Segment Start: SUPPLIED PASSAGE

Pest Information: Chinch Bugs

The southern chinch bug, Blissus insularis (Barber), is the most damaging insect pest of St. Augustinegrass. It will occasionally feed on other grasses including bermudagrass, bahiagrass, zoysiagrass, and centipedegrass. The distribution of B. insularis ranges from southern North Carolina south to the Florida Keys and westward to central Texas. Damaging populations have also been reported in southern California, Mexico, and Hawaii.

The hairy chinch bug, Blissus leucopterus hirtus (Montandon), is a serious pest of cool season turfgrasses. Preferred hosts are fine fescues, perennial ryegrasses, bluegrasses, bentgrass and zoysiagrass. These grasses are also susceptible to damage by the common chinch bug, Blissus leucopterus leucopterus. The physical appearance of these species is very similar and it is difficult to positively identify which species is infesting cool season turf. The hairy chinch bug is distributed through eastern Canada and the northeastern United States as far south as Virginia and west to Minnesota.

The Buffalograss chinch bug, Blissus sp, is a common pest on Buffalograss and resembles the hairy chinch bug.

Adult chinch bugs are black with white wings and are 3.0-3.6 mm long. Some adults possess short, non-functional wings. Chinch bugs develop through five nymphal instars. First and second instars of the southern chinch bug are bright orange while the third and fourth instars are dark red and the final instar is black and closely resembles the adult. First and second instars of the hairy chinch bug are bright red; the third instars are orange; the fourth instars are orangish brown; and the final instar is black. The eggs of all species are white and oval with a blunt end and measure 0.25 X 0.75 mm.

Segment End: SUPPLIED PASSAGE

## PROBLEM SET
1. Based on the chinch bug passage, answer yes or no to each statement and quote the words that decide it: (a) The southern chinch bug sometimes feeds on centipedegrass. (b) First and second instars of the hairy chinch bug are bright orange. (c) The hairy chinch bug's range extends as far south as Florida.
2. Carry on the chinch bug passage from its last sentence.
The data that come next are from a separate source, unrelated to the chinch bug passage.

Segment Start: PROVIDED MATERIAL

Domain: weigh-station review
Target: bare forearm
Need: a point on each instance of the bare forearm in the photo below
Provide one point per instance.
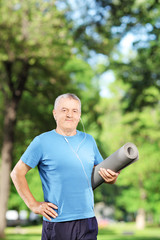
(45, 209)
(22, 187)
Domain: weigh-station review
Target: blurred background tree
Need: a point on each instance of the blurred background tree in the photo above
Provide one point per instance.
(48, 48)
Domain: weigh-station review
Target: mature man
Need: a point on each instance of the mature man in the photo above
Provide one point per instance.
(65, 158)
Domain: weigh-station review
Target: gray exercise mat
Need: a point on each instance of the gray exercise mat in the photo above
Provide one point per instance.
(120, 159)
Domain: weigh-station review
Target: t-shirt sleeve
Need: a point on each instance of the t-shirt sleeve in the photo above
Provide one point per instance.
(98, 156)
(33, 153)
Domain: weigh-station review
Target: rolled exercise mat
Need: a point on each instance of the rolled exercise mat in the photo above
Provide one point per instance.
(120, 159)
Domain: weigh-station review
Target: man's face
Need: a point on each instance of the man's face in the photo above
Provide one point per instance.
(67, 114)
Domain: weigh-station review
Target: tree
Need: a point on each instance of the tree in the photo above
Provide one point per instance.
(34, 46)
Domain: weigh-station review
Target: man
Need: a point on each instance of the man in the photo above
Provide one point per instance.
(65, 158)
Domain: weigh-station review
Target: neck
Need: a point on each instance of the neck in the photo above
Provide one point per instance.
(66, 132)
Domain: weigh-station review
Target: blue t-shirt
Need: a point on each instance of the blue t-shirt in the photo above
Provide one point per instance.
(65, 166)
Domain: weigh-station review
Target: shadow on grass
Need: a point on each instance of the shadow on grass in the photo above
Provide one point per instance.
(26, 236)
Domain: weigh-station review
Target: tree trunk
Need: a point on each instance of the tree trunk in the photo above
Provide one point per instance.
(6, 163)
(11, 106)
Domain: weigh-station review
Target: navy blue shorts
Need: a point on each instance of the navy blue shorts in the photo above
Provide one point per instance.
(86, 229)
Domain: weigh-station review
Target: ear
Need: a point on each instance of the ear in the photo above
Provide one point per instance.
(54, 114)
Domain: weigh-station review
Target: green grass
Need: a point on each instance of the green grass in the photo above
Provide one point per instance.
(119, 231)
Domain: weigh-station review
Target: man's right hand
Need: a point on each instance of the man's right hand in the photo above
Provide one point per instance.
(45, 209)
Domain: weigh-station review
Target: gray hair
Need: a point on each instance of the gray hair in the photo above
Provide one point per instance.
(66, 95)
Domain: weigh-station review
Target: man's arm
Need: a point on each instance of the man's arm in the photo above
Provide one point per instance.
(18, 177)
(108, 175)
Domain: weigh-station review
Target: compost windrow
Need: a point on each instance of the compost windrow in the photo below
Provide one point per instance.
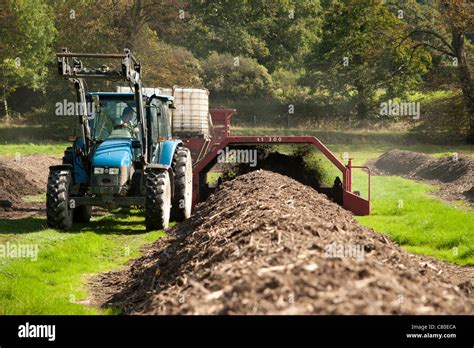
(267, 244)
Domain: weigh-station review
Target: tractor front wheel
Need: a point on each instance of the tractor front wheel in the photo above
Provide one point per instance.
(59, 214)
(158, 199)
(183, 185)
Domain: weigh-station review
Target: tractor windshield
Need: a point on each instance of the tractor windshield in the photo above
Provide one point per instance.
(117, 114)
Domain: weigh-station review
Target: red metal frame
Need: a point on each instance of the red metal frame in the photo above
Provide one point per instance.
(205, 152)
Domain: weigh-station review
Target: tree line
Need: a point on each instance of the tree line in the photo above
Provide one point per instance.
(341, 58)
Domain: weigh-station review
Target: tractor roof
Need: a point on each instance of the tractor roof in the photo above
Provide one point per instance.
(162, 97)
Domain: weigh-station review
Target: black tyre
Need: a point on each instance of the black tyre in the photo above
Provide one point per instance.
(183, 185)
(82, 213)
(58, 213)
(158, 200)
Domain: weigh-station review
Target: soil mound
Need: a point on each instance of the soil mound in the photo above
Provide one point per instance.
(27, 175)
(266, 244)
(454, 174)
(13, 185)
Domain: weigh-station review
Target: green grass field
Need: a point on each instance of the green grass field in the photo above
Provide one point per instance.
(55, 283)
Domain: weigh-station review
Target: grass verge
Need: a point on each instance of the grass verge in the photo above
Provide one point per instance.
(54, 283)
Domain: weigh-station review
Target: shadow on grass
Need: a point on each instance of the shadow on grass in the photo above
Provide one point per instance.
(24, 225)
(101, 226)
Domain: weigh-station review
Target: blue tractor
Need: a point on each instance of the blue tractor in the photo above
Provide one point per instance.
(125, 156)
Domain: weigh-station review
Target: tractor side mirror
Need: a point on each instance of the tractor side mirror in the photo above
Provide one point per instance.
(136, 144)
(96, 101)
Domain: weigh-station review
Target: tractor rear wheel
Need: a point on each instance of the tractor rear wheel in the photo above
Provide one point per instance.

Segment End: PROVIDED MATERIAL

## ANSWERS TO THE EXERCISE
1.
(a) Yes: "It will occasionally feed on other grasses including bermudagrass, bahiagrass, zoysiagrass, and centipedegrass."
(b) No: "First and second instars of the hairy chinch bug are bright red"
(c) No: "as far south as Virginia"

2.
Chinch bug development is temperature dependent, and eggs may require as little as one week to hatch during the summer but may require more than a month during the spring. Nymphal development typically requires four to six weeks during the summer. Southern chinch bugs produce three to seven generations per year, depending on the geographic location and weather. Hairy chinch bugs produce two generations per year from southern New England through the Middle Atlantic states and west to Ohio. One generation of hairy chinch bugs is produced per year in upstate New York and southern Ontario, Canada.

Chinch bugs damage turf by inserting their piercing-sucking mouthparts into the crowns, stems and stolons of grass plants to remove sap. During this process they inject a toxin that causes the grass to turn yellow. Thus, damage appears as irregular yellow patches of turf. These areas turn reddish brown and eventually die, while the chinch bugs move outward into healthy turf. A yellow halo around the damaged area is typical of a chinch bug infestation. Damage from chinch bugs shows up first in sunny areas with heat or drought stressed grass and which is often areas near pavement or sidewalks. Although damaging infestations commonly occur from June into September, weather conditions may prolong this period, especially in the range of the southern chinch bug. In south Florida, all stages of the southern chinch bug are present during the entire year.